### Vorliegender Auszug
┄┄┄┄┄┄┄┄┄┄┄┄┄┄┄┄┄┄┄┄
Öffentlichkeit kann auch inszeniert werden wie eine Oper und angesichts des jetzt tobenden Wahlkampfs haben auch Sie sich wahrscheinlich schon öfters die Frage gestellt: »Ist das eine Tragödie? Oder doch eher eine Komödie? Offensichtlich beides, also eine Tragikomödie!« Sollen wir nun weinen oder lachen angesichts dessen, was wir tagtäglich geliefert kriegen?

In Bagdad und anderswo

Ich erinnere mich an eine Begebenheit aus der inszenierten Kriegsöffentlichkeit bei der letzten Eroberung von Bagdad. Ein paar ausgewählte Statisten wurden durften von den anwesenden Korrespondenten dabei abgefilmt werden, wie sie eine Statue von Saddam Hussein stürzten. Der inszenierte Volkszorn als Ablenkung von der Suche nach den Massenvernichtungswaffen, die der vorgebliche Kriegsgrund waren und die man bis heute nicht gefunden hat …

Ein gesundes Misstrauen gegenüber den diversen öffentlichen Inszenierungen, den Szenen und Auftritten und dem Applaus der Claqueure scheint mir durchaus angebracht. Was ich mir wünschen würde? Einen Cato! Erinnern Sie sich aus der Schule an die Cato-Formel, die er nach jeder Rede einfügte - »Ceterum censeo, Carthaginem esse delendam«, Karthago muß im übrigen zerstört werden? - In der selben Manier wünsche ich mir einen (oder eine), der (oder die) bei jeder sich bietenden Gelegenheit einflicht: »Im übrigen haben wir ein paar hunderttausend Arbeitslose, und jeder einzelne ist einer zu viel! Hier liegen unsere Hauptprobleme und hier muss dringend was geschehen!«

Was geschieht wirklich?
┄┄┄┄┄┄┄┄┄┄┄┄┄┄┄┄┄┄┄┄
### Gezeigtes Material
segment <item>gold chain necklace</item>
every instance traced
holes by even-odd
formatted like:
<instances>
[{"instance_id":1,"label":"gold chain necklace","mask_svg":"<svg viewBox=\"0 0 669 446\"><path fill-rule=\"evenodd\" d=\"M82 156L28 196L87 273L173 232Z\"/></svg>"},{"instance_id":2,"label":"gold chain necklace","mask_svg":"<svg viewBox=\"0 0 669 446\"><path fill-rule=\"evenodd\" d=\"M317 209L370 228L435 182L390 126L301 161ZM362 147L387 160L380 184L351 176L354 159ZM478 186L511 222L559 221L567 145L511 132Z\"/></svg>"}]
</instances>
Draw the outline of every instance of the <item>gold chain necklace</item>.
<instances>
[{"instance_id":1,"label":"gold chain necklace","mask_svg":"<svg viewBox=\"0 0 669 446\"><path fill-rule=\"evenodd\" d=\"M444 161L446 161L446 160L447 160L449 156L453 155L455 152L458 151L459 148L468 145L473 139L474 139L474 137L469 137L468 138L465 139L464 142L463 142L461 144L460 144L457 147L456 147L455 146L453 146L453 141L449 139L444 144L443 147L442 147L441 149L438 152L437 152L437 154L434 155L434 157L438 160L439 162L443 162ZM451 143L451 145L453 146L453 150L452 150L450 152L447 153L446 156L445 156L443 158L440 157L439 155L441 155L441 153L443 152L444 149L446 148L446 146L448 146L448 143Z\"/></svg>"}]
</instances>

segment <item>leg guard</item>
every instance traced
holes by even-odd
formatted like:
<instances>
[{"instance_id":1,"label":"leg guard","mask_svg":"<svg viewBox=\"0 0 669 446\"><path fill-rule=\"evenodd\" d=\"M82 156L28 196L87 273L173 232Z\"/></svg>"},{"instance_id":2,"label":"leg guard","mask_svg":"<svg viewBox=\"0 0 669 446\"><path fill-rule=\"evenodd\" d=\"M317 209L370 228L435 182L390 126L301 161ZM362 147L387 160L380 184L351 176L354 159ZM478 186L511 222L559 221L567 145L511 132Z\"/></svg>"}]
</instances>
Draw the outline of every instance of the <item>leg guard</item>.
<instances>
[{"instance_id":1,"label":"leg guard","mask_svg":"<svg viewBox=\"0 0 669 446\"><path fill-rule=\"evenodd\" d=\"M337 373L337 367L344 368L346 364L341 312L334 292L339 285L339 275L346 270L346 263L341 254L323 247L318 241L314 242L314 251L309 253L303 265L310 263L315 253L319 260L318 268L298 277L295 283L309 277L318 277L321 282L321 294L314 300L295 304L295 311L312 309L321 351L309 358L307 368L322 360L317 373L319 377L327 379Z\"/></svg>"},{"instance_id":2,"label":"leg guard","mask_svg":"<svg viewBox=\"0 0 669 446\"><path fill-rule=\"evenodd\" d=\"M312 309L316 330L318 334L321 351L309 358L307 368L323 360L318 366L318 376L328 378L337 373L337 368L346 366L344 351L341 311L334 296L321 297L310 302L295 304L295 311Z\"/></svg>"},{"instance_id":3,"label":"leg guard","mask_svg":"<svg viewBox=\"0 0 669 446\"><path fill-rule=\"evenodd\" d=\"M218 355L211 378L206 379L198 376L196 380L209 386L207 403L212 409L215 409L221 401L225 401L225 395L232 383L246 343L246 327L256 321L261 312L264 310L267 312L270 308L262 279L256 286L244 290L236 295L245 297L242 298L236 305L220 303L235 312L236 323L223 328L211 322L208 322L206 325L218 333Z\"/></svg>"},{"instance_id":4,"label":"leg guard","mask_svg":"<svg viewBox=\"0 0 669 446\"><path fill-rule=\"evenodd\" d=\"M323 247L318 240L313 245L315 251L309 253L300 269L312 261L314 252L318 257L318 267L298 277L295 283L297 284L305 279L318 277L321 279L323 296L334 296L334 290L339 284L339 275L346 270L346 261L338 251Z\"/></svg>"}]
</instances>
┄┄┄┄┄┄┄┄┄┄┄┄┄┄┄┄┄┄┄┄
### Aufgaben
A: Übersetze diesen Satz aus dem vorliegenden Auszug ins Englische: „Ein gesundes Misstrauen gegenüber den diversen öffentlichen Inszenierungen, den Szenen und Auftritten und dem Applaus der Claqueure scheint mir durchaus angebracht.“
B: Gib an, wie viele Zeilen die Zeichenfolge „outline“ enthalten, und nenne nur die Zahl.
Der Auszug hat inhaltlich nichts mit den Zeilen zu tun.

### Lösungen je Aufgabe
A: A healthy mistrust of the various public stagings, the scenes and appearances, and the applause of the claqueurs seems entirely appropriate to me.

B: 2